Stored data
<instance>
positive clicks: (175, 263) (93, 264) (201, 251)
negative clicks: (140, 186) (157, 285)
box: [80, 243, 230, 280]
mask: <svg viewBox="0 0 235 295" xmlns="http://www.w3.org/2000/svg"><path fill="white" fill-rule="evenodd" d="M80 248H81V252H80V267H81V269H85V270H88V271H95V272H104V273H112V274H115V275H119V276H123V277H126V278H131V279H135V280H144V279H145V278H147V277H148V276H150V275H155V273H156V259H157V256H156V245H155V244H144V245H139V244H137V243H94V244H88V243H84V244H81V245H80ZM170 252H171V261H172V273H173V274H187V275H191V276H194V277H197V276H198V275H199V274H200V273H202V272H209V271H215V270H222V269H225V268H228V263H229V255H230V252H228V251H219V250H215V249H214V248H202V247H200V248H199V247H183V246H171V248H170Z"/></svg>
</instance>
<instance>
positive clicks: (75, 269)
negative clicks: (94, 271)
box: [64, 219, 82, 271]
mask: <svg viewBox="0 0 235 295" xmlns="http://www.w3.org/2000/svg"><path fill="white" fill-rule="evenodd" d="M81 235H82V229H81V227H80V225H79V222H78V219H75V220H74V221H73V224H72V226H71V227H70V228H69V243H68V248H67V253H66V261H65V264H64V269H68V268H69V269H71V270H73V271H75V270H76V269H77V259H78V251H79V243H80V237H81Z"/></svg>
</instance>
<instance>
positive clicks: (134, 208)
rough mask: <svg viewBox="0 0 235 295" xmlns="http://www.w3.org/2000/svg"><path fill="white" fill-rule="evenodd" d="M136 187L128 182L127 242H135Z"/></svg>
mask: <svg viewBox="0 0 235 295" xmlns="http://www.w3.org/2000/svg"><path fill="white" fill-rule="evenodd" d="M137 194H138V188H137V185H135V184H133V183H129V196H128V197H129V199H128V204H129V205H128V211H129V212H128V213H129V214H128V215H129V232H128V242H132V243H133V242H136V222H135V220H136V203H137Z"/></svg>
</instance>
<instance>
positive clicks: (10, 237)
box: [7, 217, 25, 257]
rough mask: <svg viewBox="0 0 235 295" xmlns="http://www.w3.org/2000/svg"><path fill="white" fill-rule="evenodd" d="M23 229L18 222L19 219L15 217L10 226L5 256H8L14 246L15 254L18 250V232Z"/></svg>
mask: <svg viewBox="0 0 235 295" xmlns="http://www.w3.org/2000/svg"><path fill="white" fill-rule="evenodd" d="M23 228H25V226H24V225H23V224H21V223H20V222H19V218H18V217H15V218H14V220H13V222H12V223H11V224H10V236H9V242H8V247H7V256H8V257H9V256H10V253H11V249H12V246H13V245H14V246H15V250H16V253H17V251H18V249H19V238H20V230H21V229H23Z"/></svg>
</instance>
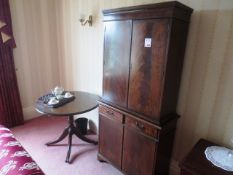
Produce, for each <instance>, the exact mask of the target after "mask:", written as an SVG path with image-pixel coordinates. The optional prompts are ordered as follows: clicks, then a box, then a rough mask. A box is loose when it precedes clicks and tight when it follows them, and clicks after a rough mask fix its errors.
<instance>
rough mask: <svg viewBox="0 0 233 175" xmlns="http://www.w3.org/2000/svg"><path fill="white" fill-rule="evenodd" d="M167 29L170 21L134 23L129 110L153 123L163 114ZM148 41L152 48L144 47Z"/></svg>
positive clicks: (130, 80)
mask: <svg viewBox="0 0 233 175" xmlns="http://www.w3.org/2000/svg"><path fill="white" fill-rule="evenodd" d="M168 29H169V20H168V19H155V20H135V21H134V22H133V32H132V47H131V49H132V50H131V69H130V82H129V97H128V98H129V99H128V108H129V109H130V110H133V111H136V112H139V113H142V114H144V115H146V116H148V118H151V120H157V119H158V116H159V112H160V101H161V97H162V84H163V79H164V74H163V73H164V71H165V70H164V69H165V66H164V63H165V61H166V50H167V49H166V48H167V47H166V46H167V43H168V39H167V38H168V37H167V36H168V32H169V30H168ZM145 38H151V39H152V41H151V47H144V44H145ZM152 47H153V49H152Z"/></svg>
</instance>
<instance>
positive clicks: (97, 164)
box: [11, 116, 121, 175]
mask: <svg viewBox="0 0 233 175" xmlns="http://www.w3.org/2000/svg"><path fill="white" fill-rule="evenodd" d="M66 126H67V118H66V117H45V116H42V117H39V118H36V119H33V120H30V121H28V122H26V123H25V125H23V126H18V127H15V128H12V129H11V130H12V132H13V133H14V135H15V137H16V138H17V139H18V140H19V141H20V143H21V144H22V145H23V146H24V148H25V149H26V150H27V151H28V152H29V153H30V154H31V156H32V158H33V159H34V160H35V161H36V162H37V163H38V165H39V166H40V167H41V169H42V170H43V171H44V173H45V174H46V175H121V173H120V172H119V171H118V170H117V169H115V168H114V167H112V166H111V165H110V164H107V163H100V162H99V161H98V160H97V150H98V145H97V146H96V145H92V144H89V143H85V142H83V141H81V140H80V139H78V138H77V137H76V136H73V146H72V150H71V156H70V158H71V159H70V160H71V161H72V163H71V164H67V163H65V158H66V153H67V139H65V140H63V141H62V142H60V143H58V144H57V146H46V145H45V143H46V142H48V141H52V140H54V139H56V138H57V137H58V136H60V134H61V133H62V131H63V130H64V128H65V127H66ZM88 137H89V138H92V139H97V136H96V135H89V136H88Z"/></svg>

WORK TO COMPLETE ::
Set the records down again precisely, skipping every image.

RESPONSE BOX ::
<instance>
positive clicks: (175, 263) (93, 264) (201, 251)
negative clicks: (140, 186) (157, 285)
box: [80, 243, 230, 280]
mask: <svg viewBox="0 0 235 295" xmlns="http://www.w3.org/2000/svg"><path fill="white" fill-rule="evenodd" d="M80 248H81V252H80V267H81V269H85V270H88V271H95V272H104V273H112V274H115V275H119V276H123V277H126V278H131V279H135V280H144V279H145V278H147V277H148V276H150V275H155V273H156V259H157V256H156V245H155V244H144V245H139V244H137V243H94V244H88V243H84V244H81V245H80ZM170 252H171V261H172V273H173V274H187V275H191V276H194V277H197V276H198V275H199V274H200V273H202V272H209V271H215V270H222V269H225V268H228V263H229V255H230V252H228V251H219V250H215V249H214V248H202V247H200V248H199V247H183V246H171V248H170Z"/></svg>
</instance>
<instance>
positive clicks: (75, 269)
negative clicks: (94, 271)
box: [64, 219, 82, 271]
mask: <svg viewBox="0 0 235 295" xmlns="http://www.w3.org/2000/svg"><path fill="white" fill-rule="evenodd" d="M81 235H82V229H81V227H80V225H79V222H78V219H75V220H74V221H73V224H72V226H71V227H70V228H69V243H68V248H67V253H66V261H65V264H64V269H68V268H69V269H71V270H73V271H75V270H76V269H77V259H78V251H79V243H80V237H81Z"/></svg>
</instance>
<instance>
positive clicks: (134, 208)
rough mask: <svg viewBox="0 0 235 295" xmlns="http://www.w3.org/2000/svg"><path fill="white" fill-rule="evenodd" d="M136 187L128 182L127 242H135Z"/></svg>
mask: <svg viewBox="0 0 235 295" xmlns="http://www.w3.org/2000/svg"><path fill="white" fill-rule="evenodd" d="M137 194H138V188H137V185H135V184H133V183H129V196H128V197H129V199H128V204H129V205H128V211H129V212H128V213H129V214H128V215H129V232H128V242H132V243H133V242H136V222H135V220H136V203H137Z"/></svg>
</instance>
<instance>
positive clicks: (10, 237)
box: [7, 217, 25, 257]
rough mask: <svg viewBox="0 0 235 295" xmlns="http://www.w3.org/2000/svg"><path fill="white" fill-rule="evenodd" d="M23 229L18 222L19 219L15 217L10 226L5 256H8L14 246L15 254L18 250V232Z"/></svg>
mask: <svg viewBox="0 0 235 295" xmlns="http://www.w3.org/2000/svg"><path fill="white" fill-rule="evenodd" d="M23 228H25V226H24V225H23V224H21V223H20V222H19V218H18V217H15V218H14V220H13V222H12V223H11V224H10V236H9V242H8V247H7V256H8V257H9V256H10V253H11V249H12V246H13V245H14V246H15V250H16V253H17V251H18V249H19V238H20V230H21V229H23Z"/></svg>
</instance>
Produce, for each <instance>, the exact mask of the target after "mask:", written as an SVG path with image-pixel coordinates. The optional prompts are ordered as follows: clicks, then a box, then a rough mask. A box is loose when it precedes clicks and tight when it follows them, and clicks after a rough mask fix its errors.
<instance>
rough mask: <svg viewBox="0 0 233 175" xmlns="http://www.w3.org/2000/svg"><path fill="white" fill-rule="evenodd" d="M167 29L170 21L134 23L129 110L153 123L163 114ZM148 41L152 48L144 47Z"/></svg>
positive clicks: (130, 80)
mask: <svg viewBox="0 0 233 175" xmlns="http://www.w3.org/2000/svg"><path fill="white" fill-rule="evenodd" d="M168 29H169V20H168V19H155V20H135V21H134V22H133V32H132V47H131V49H132V50H131V69H130V82H129V97H128V98H129V99H128V108H129V109H130V110H133V111H136V112H139V113H142V114H144V115H146V116H148V118H151V120H157V119H158V116H159V112H160V101H161V97H162V84H163V79H164V74H163V73H164V71H165V70H164V69H165V66H164V63H165V61H166V50H167V49H166V48H167V47H166V46H167V43H168V39H167V38H168V37H167V36H168V32H169V30H168ZM145 38H151V39H152V41H151V47H144V44H145ZM152 47H153V49H152Z"/></svg>
</instance>
<instance>
positive clicks: (97, 164)
box: [11, 116, 121, 175]
mask: <svg viewBox="0 0 233 175" xmlns="http://www.w3.org/2000/svg"><path fill="white" fill-rule="evenodd" d="M66 126H67V118H66V117H45V116H42V117H39V118H36V119H33V120H30V121H28V122H26V123H25V125H23V126H18V127H15V128H12V129H11V130H12V132H13V133H14V135H15V137H16V138H17V139H18V140H19V141H20V143H21V144H22V145H23V146H24V148H25V149H26V150H27V151H28V152H29V153H30V154H31V156H32V158H33V159H34V160H35V161H36V162H37V163H38V165H39V166H40V167H41V169H42V170H43V171H44V173H45V174H46V175H121V173H120V172H119V171H118V170H117V169H115V168H114V167H112V166H111V165H110V164H107V163H100V162H99V161H98V160H97V150H98V145H97V146H96V145H92V144H89V143H85V142H83V141H81V140H80V139H78V138H77V137H76V136H73V146H72V150H71V156H70V158H71V159H70V160H71V161H72V163H71V164H67V163H65V158H66V153H67V139H65V140H63V141H62V142H60V143H58V144H57V146H46V145H45V143H46V142H48V141H52V140H54V139H56V138H57V137H58V136H60V134H61V133H62V131H63V130H64V128H65V127H66ZM88 137H89V138H92V139H97V136H96V135H89V136H88Z"/></svg>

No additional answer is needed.